| THE TASK |
Rename "wildlife tally" to "field count" everywhere in the items below, and write all the lines again with nothing else altered.

[Stored items from a collection]
++++
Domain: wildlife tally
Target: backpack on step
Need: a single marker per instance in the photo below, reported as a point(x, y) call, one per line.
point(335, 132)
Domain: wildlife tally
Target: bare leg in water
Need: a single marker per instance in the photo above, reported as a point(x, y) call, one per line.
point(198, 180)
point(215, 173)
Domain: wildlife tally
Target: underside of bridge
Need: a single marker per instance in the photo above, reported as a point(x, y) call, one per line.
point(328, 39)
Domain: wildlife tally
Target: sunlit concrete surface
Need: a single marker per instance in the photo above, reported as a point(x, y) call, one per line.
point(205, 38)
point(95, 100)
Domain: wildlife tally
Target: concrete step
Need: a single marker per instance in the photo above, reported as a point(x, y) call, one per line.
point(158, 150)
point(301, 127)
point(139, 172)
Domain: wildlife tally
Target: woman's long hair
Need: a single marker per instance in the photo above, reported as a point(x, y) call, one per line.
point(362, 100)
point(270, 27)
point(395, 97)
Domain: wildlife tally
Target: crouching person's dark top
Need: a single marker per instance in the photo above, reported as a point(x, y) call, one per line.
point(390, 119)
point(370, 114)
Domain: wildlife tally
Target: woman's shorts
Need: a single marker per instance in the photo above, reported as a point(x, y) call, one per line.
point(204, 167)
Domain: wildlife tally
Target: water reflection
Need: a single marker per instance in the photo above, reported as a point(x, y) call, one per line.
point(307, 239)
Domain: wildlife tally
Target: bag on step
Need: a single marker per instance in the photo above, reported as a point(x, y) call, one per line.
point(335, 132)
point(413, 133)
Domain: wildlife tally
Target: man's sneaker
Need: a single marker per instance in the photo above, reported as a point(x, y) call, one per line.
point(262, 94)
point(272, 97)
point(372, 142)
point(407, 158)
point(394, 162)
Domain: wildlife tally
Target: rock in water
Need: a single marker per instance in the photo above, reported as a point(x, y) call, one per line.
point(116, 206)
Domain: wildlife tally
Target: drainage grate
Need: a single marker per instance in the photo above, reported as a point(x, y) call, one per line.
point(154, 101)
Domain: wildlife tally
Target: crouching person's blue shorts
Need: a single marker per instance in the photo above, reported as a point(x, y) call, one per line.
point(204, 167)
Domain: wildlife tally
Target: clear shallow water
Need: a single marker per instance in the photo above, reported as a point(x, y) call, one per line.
++++
| WRITTEN ANSWER |
Domain: field count
Target: backpack on step
Need: a single marker per instance in the photo below, reported as a point(x, y) call, one per line.
point(335, 132)
Domain: field count
Target: bare leg in water
Need: a single marker per instance in the photo above, reported as a point(x, y) call, one per line.
point(198, 180)
point(215, 173)
Domain: field count
Target: underside of bridge
Need: a single marker per instance in the photo above, reported as a point(x, y) call, one per line.
point(328, 39)
Domain: field count
Target: sunlit concrete surface
Need: a single marker per instance in the photo above, reported as a point(x, y) call, one per line.
point(205, 38)
point(95, 100)
Domain: field count
Target: concrete step
Need: a single marker per instance in the photo above, reported as a point(x, y) call, one per line.
point(158, 150)
point(301, 127)
point(139, 172)
Domain: field count
Target: woman's long hair
Need: a single marker per instance in the photo above, reported as a point(x, y) call, one per line.
point(362, 100)
point(270, 27)
point(395, 97)
Domain: field count
Target: crouching person's dark top
Need: a single marker per instance in the photo above, reported as a point(x, y) call, one per line.
point(390, 119)
point(370, 114)
Domain: field count
Target: woman's shorts
Need: a single marker per instance in the photo above, reported as a point(x, y) call, one per line.
point(204, 167)
Domain: field count
Target: water reflection
Need: a single marker per instance in the photo above, reported as a point(x, y) call, one per line.
point(307, 239)
Domain: field count
Target: bag on step
Need: a single marker per instance in the photo above, reported as a point(x, y) call, one per line.
point(335, 132)
point(413, 133)
Domain: field count
Target: man's sneaker
Need: a single marker per instance in the photo above, reported as a point(x, y) call, one per line.
point(262, 94)
point(272, 97)
point(372, 142)
point(407, 158)
point(394, 162)
Domain: field count
Target: rock in water
Need: a single marker per instance in the photo above, reported as a point(x, y) call, one per line.
point(116, 206)
Domain: field count
Target: drainage grate
Need: a single marker per instance in the photo above, reported as a point(x, y) call, one per line.
point(154, 101)
Domain: field count
Target: crouching person's blue shorts
Need: a single marker per instance in the photo above, reported as a point(x, y) call, one per line.
point(204, 167)
Domain: field count
Target: clear shallow water
Need: a single marker per instance in the photo above, reported as a point(x, y) call, one per line.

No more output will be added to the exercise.